(Rows from an object pointing dataset)
•••

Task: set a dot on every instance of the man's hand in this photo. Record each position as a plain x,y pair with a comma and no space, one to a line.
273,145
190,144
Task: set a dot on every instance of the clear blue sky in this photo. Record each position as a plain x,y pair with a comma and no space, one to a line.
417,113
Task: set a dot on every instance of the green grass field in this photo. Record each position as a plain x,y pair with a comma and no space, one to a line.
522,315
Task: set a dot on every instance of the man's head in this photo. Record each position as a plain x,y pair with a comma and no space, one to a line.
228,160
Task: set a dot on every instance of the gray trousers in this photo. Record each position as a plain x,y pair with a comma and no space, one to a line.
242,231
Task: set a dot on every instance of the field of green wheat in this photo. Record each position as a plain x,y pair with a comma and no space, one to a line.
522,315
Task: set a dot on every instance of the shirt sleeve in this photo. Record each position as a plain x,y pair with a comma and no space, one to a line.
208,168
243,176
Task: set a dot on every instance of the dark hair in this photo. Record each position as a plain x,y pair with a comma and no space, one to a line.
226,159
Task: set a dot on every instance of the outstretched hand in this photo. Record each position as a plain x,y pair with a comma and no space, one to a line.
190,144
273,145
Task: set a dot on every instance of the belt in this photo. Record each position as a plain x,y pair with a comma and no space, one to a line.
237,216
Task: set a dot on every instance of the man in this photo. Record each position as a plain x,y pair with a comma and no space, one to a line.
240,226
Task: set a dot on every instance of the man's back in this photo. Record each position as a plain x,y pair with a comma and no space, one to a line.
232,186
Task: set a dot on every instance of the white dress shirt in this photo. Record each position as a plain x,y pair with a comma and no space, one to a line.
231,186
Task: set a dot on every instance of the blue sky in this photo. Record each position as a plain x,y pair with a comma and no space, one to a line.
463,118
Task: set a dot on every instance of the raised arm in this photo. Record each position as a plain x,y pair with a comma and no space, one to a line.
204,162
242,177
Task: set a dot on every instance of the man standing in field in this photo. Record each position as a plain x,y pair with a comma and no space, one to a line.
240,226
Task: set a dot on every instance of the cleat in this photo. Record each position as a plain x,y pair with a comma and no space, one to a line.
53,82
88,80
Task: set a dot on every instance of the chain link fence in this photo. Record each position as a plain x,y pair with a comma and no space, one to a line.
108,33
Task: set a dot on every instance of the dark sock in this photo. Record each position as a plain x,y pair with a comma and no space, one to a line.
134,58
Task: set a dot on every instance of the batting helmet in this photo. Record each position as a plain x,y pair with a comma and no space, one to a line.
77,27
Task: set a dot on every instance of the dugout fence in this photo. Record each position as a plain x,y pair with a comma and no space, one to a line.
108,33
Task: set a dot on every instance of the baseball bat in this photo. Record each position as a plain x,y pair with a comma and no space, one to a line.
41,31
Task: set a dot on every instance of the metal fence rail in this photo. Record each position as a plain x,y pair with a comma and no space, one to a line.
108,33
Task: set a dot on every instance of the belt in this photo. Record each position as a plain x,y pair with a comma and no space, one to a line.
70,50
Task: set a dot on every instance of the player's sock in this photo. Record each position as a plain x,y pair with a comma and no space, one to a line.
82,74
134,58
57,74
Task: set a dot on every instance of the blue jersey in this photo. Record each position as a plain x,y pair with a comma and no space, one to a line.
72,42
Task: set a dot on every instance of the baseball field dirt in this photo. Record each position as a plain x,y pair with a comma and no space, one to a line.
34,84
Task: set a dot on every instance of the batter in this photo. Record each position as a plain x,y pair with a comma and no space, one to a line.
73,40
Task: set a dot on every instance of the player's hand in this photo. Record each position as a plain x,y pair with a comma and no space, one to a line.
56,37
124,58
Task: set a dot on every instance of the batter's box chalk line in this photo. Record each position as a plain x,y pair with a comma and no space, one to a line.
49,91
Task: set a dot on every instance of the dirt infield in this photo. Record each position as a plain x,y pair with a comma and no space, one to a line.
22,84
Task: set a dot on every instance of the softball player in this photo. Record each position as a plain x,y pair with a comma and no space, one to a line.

•••

■ **Job**: Give the records above as a JSON list of strings, from the line with "Task: set a dot on every instance of the dirt" up to and including the last line, one string per line, leaving out blank lines.

■ **Answer to the exercise**:
[
  "Task: set a dot on every instance of the dirt infield in this photo. Record each position as a plain x,y pair with a comma and no space, one to a line.",
  "22,84",
  "Task: set a dot on every instance of the softball player in this photo. Record each position as a plain x,y pair with a comma and no space, one to a line."
]